Dear Jen Hatmaker, the Worst End of the School Year Mom
(Originally written June 12, 2013)
Dear Jen Hatmaker,
Recently your blog post “Worst End of the School Year Mom Ever,” that appeared in the Huffington Post, was shared within an email neighborhood listserv I subscribe to. I had to stop all my multi-functions to focus and zero in your thoughts. You see, here it is dead smack in the middle of June and I spent much of the morning fielding and responding to emails in regards to some business, coming up with a creative way to rob Peter to pay Paul to pay for school pictures that my child’s school arranged for this week and figuring out where my child is going to go for summer camp. Not to mention I’m sort of on deadline with an article, but for some reason I had to turn down all the noise to read your post. By the end, I found myself in tears, but not because I found a release from some bottled up melancholy feelings through your words. Well I found a release, but through hard core laughter that left me in tears.

**PROBLEM 1**
Please reproduce the records from the line with "church roof in the picture above." up to and including the line with "(1197, 720)", keeping every request line unchanged and offsetting each coordinate in the answers by adding 17 to both numbers. Give only those lines.

**RECORDS SHOWN**

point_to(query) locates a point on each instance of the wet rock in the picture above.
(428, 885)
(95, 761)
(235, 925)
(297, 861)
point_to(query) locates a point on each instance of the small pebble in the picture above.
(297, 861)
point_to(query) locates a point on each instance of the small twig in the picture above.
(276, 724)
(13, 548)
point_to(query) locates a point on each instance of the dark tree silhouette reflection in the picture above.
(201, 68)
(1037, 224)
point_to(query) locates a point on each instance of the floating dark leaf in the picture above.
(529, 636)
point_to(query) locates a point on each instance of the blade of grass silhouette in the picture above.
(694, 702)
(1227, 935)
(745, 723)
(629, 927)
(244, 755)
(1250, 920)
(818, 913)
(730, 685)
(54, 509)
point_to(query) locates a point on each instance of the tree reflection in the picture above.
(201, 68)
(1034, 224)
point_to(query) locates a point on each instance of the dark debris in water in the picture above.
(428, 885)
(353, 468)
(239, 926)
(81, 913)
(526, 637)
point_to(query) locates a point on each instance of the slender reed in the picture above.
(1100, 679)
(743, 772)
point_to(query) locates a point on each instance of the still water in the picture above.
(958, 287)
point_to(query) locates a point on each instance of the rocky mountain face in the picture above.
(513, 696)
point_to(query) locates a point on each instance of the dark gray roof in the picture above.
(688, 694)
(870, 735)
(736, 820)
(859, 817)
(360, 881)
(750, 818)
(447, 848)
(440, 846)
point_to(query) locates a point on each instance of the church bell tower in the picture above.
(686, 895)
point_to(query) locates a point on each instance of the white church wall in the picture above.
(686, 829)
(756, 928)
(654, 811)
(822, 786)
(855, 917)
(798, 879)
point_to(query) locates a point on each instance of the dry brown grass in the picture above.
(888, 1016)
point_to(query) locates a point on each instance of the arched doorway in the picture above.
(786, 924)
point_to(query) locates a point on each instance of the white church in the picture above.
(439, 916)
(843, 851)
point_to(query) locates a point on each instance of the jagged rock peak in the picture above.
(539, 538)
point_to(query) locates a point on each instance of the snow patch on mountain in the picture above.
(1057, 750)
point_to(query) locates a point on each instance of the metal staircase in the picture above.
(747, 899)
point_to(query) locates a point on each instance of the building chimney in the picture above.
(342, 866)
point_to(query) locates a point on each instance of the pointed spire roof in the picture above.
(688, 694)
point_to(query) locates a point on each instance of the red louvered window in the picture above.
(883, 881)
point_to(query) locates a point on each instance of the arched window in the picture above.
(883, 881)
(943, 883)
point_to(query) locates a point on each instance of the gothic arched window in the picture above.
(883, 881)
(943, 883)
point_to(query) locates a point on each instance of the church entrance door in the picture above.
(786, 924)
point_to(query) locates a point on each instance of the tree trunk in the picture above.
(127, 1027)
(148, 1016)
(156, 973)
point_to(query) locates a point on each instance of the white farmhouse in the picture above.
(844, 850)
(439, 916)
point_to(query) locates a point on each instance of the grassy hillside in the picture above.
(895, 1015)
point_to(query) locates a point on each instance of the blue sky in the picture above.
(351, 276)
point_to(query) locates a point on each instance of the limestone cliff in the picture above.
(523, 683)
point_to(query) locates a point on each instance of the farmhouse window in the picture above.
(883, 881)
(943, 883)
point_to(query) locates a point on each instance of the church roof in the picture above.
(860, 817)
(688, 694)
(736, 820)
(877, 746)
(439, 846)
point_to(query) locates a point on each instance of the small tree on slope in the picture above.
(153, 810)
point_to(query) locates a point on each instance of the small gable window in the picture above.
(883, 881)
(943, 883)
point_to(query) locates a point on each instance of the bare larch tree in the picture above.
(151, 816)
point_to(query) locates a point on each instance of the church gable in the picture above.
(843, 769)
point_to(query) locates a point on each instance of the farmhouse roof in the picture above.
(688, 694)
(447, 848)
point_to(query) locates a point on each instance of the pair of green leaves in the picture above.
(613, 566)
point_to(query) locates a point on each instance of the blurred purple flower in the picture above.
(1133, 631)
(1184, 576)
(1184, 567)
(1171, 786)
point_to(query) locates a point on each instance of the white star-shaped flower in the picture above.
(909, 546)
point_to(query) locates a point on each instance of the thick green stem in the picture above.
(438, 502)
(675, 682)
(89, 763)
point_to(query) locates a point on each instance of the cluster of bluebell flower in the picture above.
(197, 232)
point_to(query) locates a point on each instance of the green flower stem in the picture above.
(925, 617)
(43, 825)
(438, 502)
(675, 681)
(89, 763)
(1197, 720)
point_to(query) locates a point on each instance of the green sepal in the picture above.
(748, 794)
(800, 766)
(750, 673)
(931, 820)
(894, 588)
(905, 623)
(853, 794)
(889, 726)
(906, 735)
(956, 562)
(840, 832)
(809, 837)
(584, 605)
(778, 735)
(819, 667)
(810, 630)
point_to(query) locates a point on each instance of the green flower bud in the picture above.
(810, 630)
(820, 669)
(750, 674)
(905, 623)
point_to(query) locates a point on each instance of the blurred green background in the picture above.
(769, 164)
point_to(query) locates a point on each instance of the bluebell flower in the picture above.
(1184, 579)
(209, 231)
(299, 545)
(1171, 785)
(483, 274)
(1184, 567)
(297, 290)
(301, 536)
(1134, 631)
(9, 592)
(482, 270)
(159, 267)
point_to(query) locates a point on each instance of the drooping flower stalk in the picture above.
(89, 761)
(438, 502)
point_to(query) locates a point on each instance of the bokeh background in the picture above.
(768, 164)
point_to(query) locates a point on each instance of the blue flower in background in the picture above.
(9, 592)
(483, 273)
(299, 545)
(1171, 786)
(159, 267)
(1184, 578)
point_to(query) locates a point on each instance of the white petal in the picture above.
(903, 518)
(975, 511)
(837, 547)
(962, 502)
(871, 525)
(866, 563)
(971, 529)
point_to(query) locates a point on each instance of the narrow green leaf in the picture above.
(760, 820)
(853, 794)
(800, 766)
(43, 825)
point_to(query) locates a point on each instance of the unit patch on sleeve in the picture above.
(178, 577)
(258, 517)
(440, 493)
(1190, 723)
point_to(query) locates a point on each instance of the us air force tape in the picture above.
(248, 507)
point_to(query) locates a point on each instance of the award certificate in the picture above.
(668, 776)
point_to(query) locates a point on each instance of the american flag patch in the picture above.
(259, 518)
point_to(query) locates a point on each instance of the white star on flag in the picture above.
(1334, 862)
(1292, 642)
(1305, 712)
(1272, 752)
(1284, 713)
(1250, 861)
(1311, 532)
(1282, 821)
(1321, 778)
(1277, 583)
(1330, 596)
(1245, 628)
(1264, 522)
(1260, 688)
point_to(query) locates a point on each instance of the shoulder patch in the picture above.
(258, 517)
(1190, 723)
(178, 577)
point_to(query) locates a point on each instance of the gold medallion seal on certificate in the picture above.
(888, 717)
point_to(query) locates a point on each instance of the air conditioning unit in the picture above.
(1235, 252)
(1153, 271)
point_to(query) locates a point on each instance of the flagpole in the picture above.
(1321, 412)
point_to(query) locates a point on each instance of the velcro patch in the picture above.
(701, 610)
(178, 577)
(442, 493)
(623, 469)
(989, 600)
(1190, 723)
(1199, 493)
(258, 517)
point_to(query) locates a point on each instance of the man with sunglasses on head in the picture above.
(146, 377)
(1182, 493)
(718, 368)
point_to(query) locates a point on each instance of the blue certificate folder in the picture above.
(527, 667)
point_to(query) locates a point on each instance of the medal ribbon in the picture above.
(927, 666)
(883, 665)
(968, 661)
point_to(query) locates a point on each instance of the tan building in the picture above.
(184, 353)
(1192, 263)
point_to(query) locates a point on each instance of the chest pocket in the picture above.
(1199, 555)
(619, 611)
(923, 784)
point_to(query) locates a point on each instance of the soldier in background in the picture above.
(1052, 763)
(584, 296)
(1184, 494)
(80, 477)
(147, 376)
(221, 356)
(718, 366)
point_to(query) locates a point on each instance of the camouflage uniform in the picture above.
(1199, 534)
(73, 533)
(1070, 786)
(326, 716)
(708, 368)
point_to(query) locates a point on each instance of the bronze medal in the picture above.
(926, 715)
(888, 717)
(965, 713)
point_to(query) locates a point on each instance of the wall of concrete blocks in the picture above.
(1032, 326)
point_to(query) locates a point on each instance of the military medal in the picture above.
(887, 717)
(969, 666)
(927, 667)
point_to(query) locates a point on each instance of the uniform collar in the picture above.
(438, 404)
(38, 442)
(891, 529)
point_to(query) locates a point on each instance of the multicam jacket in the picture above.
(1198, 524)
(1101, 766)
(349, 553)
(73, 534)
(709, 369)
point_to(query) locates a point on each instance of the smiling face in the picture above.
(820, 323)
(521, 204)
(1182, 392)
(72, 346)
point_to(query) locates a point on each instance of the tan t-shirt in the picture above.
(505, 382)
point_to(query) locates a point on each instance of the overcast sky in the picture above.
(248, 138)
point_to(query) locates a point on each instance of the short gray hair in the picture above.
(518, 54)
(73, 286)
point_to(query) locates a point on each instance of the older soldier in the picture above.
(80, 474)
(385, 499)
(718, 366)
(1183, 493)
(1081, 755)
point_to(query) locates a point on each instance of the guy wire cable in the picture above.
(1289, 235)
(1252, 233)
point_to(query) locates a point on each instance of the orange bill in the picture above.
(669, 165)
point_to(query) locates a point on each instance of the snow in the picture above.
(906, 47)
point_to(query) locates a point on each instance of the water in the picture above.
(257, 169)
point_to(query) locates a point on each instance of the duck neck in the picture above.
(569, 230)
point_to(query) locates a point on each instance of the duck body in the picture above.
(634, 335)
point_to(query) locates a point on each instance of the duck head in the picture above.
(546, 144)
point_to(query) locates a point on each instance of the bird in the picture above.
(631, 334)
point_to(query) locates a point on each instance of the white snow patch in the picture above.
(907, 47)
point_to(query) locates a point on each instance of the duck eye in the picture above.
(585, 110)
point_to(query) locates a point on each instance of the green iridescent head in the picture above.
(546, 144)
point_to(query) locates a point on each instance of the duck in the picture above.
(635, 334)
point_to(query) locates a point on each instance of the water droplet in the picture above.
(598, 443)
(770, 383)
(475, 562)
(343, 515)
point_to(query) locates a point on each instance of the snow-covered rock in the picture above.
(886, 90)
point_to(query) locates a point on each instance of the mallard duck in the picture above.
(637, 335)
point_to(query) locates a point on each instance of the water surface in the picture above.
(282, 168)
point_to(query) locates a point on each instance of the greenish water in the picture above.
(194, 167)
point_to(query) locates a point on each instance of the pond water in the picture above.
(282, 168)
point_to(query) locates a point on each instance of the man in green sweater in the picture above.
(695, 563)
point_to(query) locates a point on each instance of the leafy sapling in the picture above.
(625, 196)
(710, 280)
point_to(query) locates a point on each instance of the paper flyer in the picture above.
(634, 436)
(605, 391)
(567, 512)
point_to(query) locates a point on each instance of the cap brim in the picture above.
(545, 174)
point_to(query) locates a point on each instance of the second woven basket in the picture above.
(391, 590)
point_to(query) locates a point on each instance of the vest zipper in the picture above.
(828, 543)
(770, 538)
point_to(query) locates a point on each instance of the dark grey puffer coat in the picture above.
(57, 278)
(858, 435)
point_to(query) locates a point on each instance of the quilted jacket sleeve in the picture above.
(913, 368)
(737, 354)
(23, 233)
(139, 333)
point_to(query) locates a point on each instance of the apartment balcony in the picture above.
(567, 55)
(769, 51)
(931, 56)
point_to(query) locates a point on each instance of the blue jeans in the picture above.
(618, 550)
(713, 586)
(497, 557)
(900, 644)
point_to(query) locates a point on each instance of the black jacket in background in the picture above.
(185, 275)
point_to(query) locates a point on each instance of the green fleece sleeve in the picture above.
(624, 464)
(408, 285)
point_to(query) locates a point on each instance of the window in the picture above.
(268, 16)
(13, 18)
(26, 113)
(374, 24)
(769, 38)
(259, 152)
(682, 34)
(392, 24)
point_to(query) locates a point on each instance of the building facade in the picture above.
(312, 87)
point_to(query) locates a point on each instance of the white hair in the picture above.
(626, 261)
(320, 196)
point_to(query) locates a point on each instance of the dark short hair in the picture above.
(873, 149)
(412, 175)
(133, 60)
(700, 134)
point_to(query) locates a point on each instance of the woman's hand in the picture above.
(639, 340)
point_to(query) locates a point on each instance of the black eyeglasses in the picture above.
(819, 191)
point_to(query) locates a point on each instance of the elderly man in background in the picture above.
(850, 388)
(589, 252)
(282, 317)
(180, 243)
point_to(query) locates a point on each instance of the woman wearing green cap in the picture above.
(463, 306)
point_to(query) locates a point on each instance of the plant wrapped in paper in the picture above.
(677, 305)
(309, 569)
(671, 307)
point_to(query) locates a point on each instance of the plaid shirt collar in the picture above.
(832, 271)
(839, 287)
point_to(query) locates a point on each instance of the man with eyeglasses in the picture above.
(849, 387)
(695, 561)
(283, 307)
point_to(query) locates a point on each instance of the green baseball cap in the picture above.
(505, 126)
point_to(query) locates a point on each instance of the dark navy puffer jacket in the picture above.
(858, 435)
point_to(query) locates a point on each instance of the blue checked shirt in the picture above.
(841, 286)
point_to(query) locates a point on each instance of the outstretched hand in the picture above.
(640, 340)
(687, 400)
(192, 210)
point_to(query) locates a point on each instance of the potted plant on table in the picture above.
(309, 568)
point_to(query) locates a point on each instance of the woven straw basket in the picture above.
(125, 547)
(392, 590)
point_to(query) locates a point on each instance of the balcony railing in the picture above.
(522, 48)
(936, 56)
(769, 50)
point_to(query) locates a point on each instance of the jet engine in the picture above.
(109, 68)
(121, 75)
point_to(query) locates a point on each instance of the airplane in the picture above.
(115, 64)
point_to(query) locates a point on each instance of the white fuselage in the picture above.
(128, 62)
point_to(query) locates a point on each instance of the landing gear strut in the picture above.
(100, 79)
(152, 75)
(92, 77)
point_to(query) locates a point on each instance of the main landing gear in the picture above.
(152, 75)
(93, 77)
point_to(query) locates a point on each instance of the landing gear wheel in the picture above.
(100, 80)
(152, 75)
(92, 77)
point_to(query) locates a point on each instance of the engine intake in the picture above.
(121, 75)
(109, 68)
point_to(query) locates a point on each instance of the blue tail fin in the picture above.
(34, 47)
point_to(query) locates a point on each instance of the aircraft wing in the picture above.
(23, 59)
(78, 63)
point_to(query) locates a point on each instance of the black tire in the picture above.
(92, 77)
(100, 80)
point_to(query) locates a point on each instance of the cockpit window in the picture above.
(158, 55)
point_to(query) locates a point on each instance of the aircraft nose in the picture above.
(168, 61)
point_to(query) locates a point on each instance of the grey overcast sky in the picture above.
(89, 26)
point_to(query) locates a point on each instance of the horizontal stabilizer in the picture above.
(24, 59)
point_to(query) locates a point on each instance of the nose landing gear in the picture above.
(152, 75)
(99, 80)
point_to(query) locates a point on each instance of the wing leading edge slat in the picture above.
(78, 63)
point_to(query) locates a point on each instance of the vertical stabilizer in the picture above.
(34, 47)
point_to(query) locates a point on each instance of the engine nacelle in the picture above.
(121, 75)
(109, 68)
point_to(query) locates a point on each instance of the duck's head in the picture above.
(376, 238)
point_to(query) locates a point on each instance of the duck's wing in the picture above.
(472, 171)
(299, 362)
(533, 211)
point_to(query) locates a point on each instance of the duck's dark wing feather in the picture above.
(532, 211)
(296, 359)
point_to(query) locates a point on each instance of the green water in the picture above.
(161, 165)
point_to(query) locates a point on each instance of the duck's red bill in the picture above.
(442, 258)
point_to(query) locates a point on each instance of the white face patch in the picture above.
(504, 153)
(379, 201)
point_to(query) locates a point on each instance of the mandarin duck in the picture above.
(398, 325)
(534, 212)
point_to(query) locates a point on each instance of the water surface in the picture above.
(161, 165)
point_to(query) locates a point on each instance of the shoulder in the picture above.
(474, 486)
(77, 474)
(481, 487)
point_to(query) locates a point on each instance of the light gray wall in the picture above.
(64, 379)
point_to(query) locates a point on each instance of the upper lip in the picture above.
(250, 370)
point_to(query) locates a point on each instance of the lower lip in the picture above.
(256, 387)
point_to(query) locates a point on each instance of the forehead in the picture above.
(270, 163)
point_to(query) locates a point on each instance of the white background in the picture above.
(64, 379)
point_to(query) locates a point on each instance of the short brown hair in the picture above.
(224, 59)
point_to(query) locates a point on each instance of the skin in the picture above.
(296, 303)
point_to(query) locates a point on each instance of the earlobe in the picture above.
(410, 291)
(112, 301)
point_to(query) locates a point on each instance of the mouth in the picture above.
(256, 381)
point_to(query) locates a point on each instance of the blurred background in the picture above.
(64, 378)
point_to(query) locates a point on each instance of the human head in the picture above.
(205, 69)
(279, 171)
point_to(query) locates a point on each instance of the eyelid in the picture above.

**PROBLEM 2**
According to the letter to Jen Hatmaker, in which outlet had her post "Worst End of the School Year Mom Ever" appeared?

**RESPONSE 1**
point_to(query) locates a point on each instance of the church roof in the picture above.
(877, 834)
(705, 711)
(753, 837)
(894, 763)
(456, 863)
point_to(query) locates a point on each instance of the small tree on slope in the picture above.
(170, 827)
point_to(query) locates a point on each instance of the small gable window in the picture above.
(900, 898)
(960, 900)
point_to(query) locates a point on each instance of the bare larch tree in the picture above.
(168, 833)
point_to(query) locates a point on each instance of the church gable in the picture above.
(860, 786)
point_to(query) locates a point on each instance of the farmhouse roof in the picture above.
(705, 711)
(464, 865)
point_to(query) locates a point on each instance of the pair of green leaves in the picture above.
(630, 583)
point_to(query) locates a point on each instance of the blurred purple flower in the picture above.
(1150, 648)
(1201, 593)
(1201, 584)
(1188, 803)
point_to(query) locates a point on each instance of the white star-shaped flower in the picture above.
(926, 563)
point_to(query) locates a point on each instance of the thick green stem in the picture above.
(455, 519)
(692, 699)
(106, 780)
point_to(query) locates a point on each instance of the cluster of bluebell flower in the picture above.
(214, 249)
point_to(query) locates a point on each instance of the green flower stem in the picture above.
(942, 634)
(60, 842)
(455, 519)
(692, 698)
(106, 780)
(1214, 737)

**RESPONSE 2**
The Huffington Post.